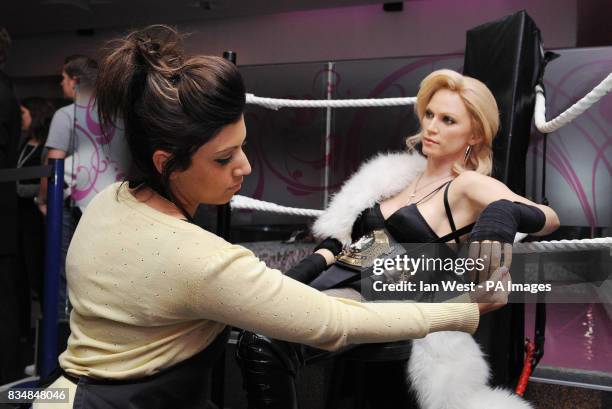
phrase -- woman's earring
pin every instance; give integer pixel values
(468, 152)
--
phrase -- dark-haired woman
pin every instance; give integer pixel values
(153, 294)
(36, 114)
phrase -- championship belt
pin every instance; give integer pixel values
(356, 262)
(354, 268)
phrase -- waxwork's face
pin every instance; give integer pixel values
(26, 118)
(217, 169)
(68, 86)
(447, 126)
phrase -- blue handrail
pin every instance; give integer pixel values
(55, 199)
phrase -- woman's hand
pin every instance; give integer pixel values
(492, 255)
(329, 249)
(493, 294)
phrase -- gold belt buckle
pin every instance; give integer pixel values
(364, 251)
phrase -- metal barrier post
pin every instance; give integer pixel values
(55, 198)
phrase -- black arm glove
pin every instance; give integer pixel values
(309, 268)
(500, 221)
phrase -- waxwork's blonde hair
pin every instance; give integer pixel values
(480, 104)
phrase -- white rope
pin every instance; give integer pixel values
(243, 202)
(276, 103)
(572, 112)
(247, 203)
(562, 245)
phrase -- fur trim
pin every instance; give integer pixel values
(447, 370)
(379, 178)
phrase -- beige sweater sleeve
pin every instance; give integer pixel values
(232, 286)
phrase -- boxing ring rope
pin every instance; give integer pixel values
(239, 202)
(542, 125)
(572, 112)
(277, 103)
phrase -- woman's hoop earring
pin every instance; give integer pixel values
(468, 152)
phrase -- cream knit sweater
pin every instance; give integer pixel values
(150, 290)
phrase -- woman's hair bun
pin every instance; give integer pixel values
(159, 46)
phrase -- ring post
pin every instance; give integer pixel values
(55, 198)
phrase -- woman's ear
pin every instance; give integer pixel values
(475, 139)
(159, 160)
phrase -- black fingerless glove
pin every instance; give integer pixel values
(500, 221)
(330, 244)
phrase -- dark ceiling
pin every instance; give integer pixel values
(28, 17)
==
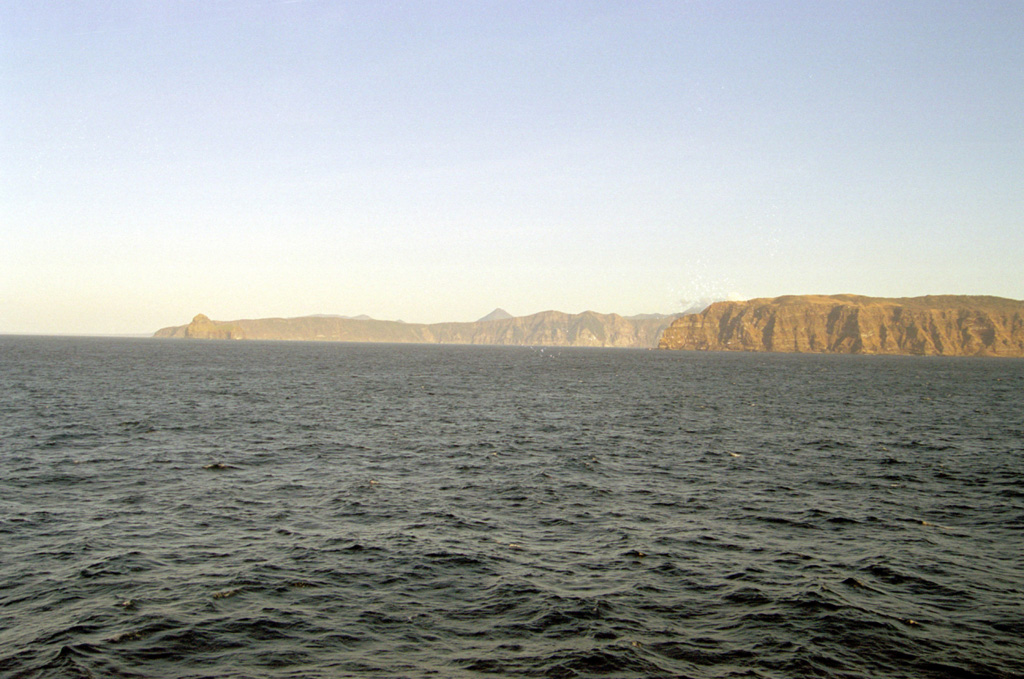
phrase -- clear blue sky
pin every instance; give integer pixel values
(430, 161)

#### OBJECTIVE
Please pick out every line in the records that contains the word "blue" and copy each one out.

#### COMPLETE OUTPUT
phrase -- blue handrail
phrase -- clear blue sky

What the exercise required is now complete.